*INSTRUCTIONS TO FOLLOW*.
How many lines of the material below contain the string "helmet"? Reply with the number alone.

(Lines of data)
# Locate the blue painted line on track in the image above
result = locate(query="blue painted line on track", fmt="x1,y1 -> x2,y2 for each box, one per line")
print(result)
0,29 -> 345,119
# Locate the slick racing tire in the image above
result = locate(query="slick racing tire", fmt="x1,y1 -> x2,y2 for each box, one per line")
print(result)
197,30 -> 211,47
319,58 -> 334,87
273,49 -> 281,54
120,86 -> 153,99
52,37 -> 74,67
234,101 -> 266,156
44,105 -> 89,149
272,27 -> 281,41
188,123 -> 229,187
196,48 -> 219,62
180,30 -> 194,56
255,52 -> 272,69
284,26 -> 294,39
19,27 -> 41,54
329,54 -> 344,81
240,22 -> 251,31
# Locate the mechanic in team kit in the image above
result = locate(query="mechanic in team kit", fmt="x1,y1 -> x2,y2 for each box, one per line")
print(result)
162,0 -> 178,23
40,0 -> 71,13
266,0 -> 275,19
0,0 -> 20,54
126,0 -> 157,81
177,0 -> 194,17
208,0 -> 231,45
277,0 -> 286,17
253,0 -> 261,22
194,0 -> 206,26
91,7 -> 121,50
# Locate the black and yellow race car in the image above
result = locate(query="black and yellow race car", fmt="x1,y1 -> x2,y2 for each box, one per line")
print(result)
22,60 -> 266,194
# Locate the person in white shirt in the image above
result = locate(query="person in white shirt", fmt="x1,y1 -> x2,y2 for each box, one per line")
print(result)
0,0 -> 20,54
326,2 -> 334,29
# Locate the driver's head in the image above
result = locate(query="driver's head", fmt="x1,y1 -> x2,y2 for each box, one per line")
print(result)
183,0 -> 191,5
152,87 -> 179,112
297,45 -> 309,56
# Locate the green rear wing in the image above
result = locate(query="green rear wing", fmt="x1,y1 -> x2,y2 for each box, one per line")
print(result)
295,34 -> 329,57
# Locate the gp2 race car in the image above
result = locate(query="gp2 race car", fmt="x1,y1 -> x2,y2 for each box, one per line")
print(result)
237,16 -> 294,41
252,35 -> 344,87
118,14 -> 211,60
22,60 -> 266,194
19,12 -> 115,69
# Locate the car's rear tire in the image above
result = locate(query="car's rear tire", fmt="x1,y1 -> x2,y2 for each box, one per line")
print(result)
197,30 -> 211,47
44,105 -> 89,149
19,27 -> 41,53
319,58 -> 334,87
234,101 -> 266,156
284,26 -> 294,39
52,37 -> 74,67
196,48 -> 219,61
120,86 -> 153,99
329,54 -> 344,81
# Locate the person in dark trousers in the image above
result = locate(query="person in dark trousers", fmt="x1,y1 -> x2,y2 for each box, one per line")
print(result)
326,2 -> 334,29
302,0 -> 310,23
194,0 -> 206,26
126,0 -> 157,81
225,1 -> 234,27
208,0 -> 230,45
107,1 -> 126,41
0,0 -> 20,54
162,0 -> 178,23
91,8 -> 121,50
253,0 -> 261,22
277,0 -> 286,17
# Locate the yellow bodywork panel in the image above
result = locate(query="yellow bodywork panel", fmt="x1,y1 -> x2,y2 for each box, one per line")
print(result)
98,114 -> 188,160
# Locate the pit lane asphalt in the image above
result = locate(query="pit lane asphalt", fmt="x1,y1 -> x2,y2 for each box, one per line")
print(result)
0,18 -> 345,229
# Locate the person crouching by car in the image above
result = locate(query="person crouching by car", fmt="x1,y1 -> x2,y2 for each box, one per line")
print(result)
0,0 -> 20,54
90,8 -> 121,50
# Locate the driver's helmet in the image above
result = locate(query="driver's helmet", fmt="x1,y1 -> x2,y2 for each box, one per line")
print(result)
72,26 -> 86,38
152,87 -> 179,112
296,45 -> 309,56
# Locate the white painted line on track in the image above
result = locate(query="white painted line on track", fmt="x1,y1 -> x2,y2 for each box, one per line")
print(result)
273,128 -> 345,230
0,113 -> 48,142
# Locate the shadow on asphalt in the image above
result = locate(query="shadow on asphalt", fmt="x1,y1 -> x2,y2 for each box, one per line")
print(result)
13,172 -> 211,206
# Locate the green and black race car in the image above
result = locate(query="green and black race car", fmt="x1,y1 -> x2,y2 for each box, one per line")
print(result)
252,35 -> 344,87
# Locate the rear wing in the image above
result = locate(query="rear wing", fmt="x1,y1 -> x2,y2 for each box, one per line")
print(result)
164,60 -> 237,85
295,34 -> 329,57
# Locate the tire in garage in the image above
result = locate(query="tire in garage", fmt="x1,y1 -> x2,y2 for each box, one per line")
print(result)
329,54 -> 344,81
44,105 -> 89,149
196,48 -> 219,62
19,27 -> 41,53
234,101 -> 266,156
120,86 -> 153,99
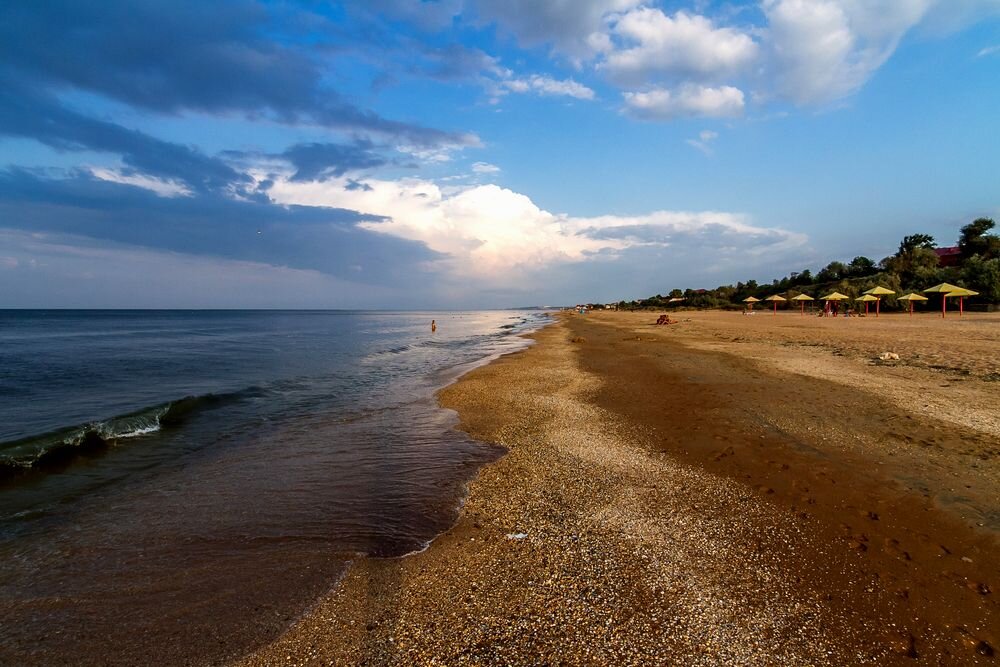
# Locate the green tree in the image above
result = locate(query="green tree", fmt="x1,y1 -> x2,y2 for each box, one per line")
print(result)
847,257 -> 875,277
958,218 -> 1000,260
962,254 -> 1000,303
816,262 -> 847,283
896,234 -> 934,257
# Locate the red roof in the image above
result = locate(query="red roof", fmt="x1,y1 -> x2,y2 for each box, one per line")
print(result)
934,246 -> 962,258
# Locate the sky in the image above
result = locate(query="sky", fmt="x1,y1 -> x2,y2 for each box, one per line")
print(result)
0,0 -> 1000,309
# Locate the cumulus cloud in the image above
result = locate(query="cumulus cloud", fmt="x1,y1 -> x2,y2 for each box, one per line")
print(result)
599,7 -> 757,84
497,74 -> 594,100
260,172 -> 805,287
625,84 -> 744,120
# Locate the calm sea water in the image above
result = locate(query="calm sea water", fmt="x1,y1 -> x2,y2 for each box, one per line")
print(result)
0,311 -> 546,665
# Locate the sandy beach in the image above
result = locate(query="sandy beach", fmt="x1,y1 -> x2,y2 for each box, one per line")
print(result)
238,312 -> 1000,666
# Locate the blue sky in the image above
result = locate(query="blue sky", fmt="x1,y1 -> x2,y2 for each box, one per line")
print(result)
0,0 -> 1000,308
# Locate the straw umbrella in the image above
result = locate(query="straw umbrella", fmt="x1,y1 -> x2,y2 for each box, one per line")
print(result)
764,294 -> 788,315
855,294 -> 878,317
944,287 -> 979,317
864,285 -> 896,317
819,292 -> 851,316
792,294 -> 816,315
899,294 -> 927,317
922,283 -> 962,317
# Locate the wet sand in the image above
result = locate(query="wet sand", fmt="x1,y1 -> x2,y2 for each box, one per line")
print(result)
236,312 -> 1000,665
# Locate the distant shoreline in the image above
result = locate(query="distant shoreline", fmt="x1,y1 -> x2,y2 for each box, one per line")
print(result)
240,312 -> 1000,665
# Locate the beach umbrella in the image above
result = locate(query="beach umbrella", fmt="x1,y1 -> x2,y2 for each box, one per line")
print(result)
855,294 -> 878,317
864,285 -> 896,317
899,294 -> 927,317
944,287 -> 979,317
792,294 -> 815,315
764,294 -> 788,315
921,283 -> 962,317
819,292 -> 851,318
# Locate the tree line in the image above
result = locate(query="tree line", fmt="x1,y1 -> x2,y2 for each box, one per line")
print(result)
616,218 -> 1000,310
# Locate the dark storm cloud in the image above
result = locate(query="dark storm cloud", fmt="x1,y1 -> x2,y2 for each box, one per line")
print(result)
0,76 -> 250,196
0,0 -> 465,145
0,168 -> 439,285
282,141 -> 386,181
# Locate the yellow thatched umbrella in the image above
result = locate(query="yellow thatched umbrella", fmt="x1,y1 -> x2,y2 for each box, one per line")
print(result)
899,294 -> 927,317
864,285 -> 896,317
855,294 -> 878,316
944,287 -> 979,317
819,292 -> 851,318
921,283 -> 962,317
792,294 -> 816,315
764,294 -> 788,315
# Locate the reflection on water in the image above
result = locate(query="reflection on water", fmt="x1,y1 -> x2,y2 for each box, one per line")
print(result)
0,312 -> 542,664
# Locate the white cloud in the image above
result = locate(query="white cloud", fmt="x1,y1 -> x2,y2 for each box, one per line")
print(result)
763,0 -> 934,104
625,84 -> 744,120
260,171 -> 805,289
472,162 -> 500,174
473,0 -> 642,59
494,74 -> 595,100
599,7 -> 757,85
396,134 -> 483,164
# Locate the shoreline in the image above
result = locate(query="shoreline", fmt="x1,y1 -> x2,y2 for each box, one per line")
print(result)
237,314 -> 1000,665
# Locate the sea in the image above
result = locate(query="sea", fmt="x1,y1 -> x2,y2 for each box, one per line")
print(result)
0,310 -> 549,665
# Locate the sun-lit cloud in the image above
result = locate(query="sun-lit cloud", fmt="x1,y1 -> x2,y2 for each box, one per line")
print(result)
496,74 -> 595,100
762,0 -> 935,104
624,85 -> 744,120
472,162 -> 500,174
268,172 -> 806,285
598,7 -> 758,85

*RESULT*.
2